INFORMATION PROVIDED –
- - - -
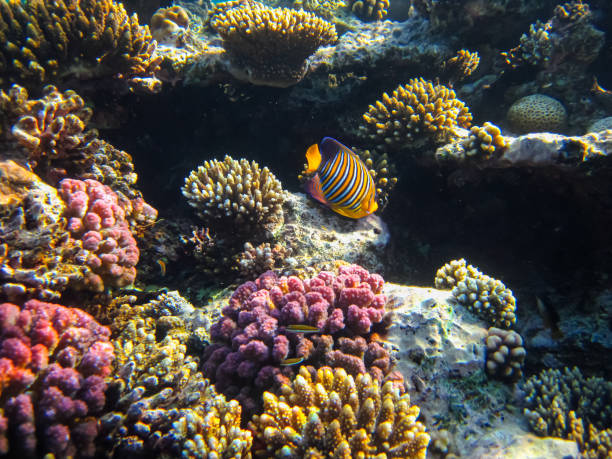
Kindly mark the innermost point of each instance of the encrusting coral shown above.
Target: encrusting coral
(479, 293)
(371, 10)
(235, 195)
(253, 340)
(415, 115)
(53, 365)
(505, 354)
(567, 405)
(483, 143)
(328, 413)
(269, 46)
(161, 404)
(537, 113)
(52, 41)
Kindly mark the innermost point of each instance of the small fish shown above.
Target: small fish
(162, 266)
(298, 328)
(341, 181)
(550, 317)
(292, 361)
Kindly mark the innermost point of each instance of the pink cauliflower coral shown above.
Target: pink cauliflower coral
(97, 218)
(53, 361)
(251, 341)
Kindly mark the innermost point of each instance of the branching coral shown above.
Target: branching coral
(537, 113)
(567, 36)
(37, 254)
(331, 414)
(51, 41)
(269, 46)
(97, 218)
(505, 354)
(370, 9)
(479, 293)
(253, 338)
(53, 361)
(235, 195)
(161, 404)
(484, 143)
(565, 404)
(415, 115)
(52, 132)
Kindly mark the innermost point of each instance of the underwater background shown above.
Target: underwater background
(310, 228)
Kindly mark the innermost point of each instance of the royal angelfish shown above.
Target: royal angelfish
(342, 181)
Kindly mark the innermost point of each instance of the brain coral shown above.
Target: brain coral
(50, 41)
(96, 217)
(53, 361)
(537, 113)
(415, 115)
(235, 195)
(269, 46)
(479, 293)
(331, 414)
(565, 404)
(251, 340)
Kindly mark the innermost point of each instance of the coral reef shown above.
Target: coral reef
(565, 404)
(483, 143)
(253, 339)
(37, 254)
(96, 217)
(370, 10)
(53, 363)
(51, 42)
(235, 195)
(51, 132)
(328, 413)
(505, 354)
(254, 261)
(415, 115)
(479, 293)
(269, 46)
(537, 113)
(161, 404)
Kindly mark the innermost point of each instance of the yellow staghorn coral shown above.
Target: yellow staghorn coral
(269, 46)
(235, 194)
(370, 10)
(331, 414)
(479, 293)
(415, 115)
(44, 41)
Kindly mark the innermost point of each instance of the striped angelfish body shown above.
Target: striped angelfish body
(342, 180)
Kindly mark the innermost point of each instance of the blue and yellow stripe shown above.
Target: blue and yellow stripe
(342, 180)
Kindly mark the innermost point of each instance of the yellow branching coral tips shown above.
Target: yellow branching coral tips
(479, 293)
(47, 41)
(415, 115)
(269, 46)
(331, 414)
(235, 195)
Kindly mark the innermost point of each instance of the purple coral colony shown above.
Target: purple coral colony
(182, 302)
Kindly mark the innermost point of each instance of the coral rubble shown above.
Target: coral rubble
(52, 41)
(235, 194)
(328, 413)
(565, 404)
(53, 365)
(269, 46)
(415, 115)
(479, 293)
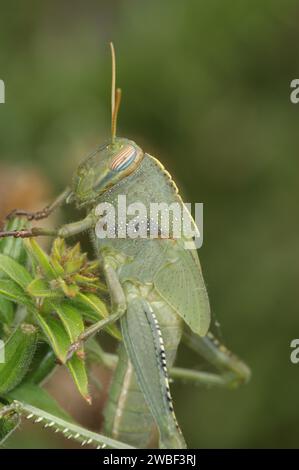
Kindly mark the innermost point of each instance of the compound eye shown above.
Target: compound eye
(123, 158)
- - - -
INSTRUCTIONS FOR THE TASK – Reproduce all of the material above word for word, leaving out the pictures.

WRITTEN ANSWER –
Kindly mark the innermost point of each instance of the encrusting coral shown above.
Target: encrusting coral
(479, 293)
(371, 10)
(235, 195)
(253, 340)
(415, 115)
(53, 365)
(505, 354)
(567, 405)
(483, 143)
(328, 413)
(269, 46)
(161, 404)
(537, 113)
(52, 41)
Kindly mark the innermost point of each instance of the small fish shown above.
Target: small fish
(162, 266)
(298, 328)
(341, 181)
(550, 317)
(292, 361)
Kindly mark the innermost point of each instance of the pink cauliflower coral shown above.
Target: pink cauliflower coral
(97, 218)
(53, 361)
(251, 341)
Kindly mark the innermost point of each instance of the branching coral shown above.
Target: branching coral
(537, 113)
(567, 36)
(37, 254)
(331, 414)
(51, 41)
(269, 46)
(97, 218)
(505, 354)
(370, 9)
(479, 293)
(253, 338)
(53, 361)
(235, 195)
(161, 404)
(484, 143)
(565, 404)
(415, 115)
(52, 132)
Kindly mark the innermost point of each instance of the underwater background shown above.
Target: underwater background
(310, 228)
Kindly mark the innermost point of each instance of the royal angelfish shown above.
Target: royal angelfish
(342, 181)
Kindly mark the innermost point of each instance of the brain coral shown above.
Target: brain coral
(50, 41)
(96, 217)
(53, 361)
(537, 113)
(415, 115)
(235, 195)
(269, 46)
(479, 293)
(331, 414)
(565, 404)
(251, 340)
Kindly mark the innermost point of each instance of the coral reef shown above.
Target: coral reef
(565, 404)
(483, 143)
(253, 339)
(37, 254)
(96, 217)
(370, 10)
(53, 363)
(51, 42)
(235, 195)
(51, 132)
(328, 413)
(505, 354)
(254, 261)
(415, 115)
(479, 293)
(269, 46)
(537, 113)
(161, 404)
Kindly mark the innermost point of each instance of the yellow staghorn coral shown above.
Target: yellow staghorn coral
(269, 46)
(235, 194)
(370, 10)
(331, 414)
(479, 293)
(415, 115)
(44, 41)
Kindly mark the innermost point of each instance of the striped angelfish body shown above.
Target: striped angelfish body
(342, 180)
Kindly mark the innermost point of each instance of the blue and yellow stripe shown above.
Target: blue and yellow stripe
(342, 180)
Kindly mark the innermost point of each instance of the yellow branching coral tips shown above.
Target: yellow branching coral tips
(479, 293)
(47, 41)
(415, 115)
(269, 46)
(331, 414)
(235, 195)
Kindly mark the innermost point of each instance of the purple coral colony shown above.
Target: purple coral colony
(182, 302)
Kindly mark the innermost point of each instance of the coral rubble shown above.
Target: coral rubble
(52, 41)
(235, 194)
(328, 413)
(565, 404)
(53, 365)
(269, 46)
(415, 115)
(479, 293)
Kindly mark the innermost point of each instance of the compound eye shown above.
Target: compound eye
(123, 158)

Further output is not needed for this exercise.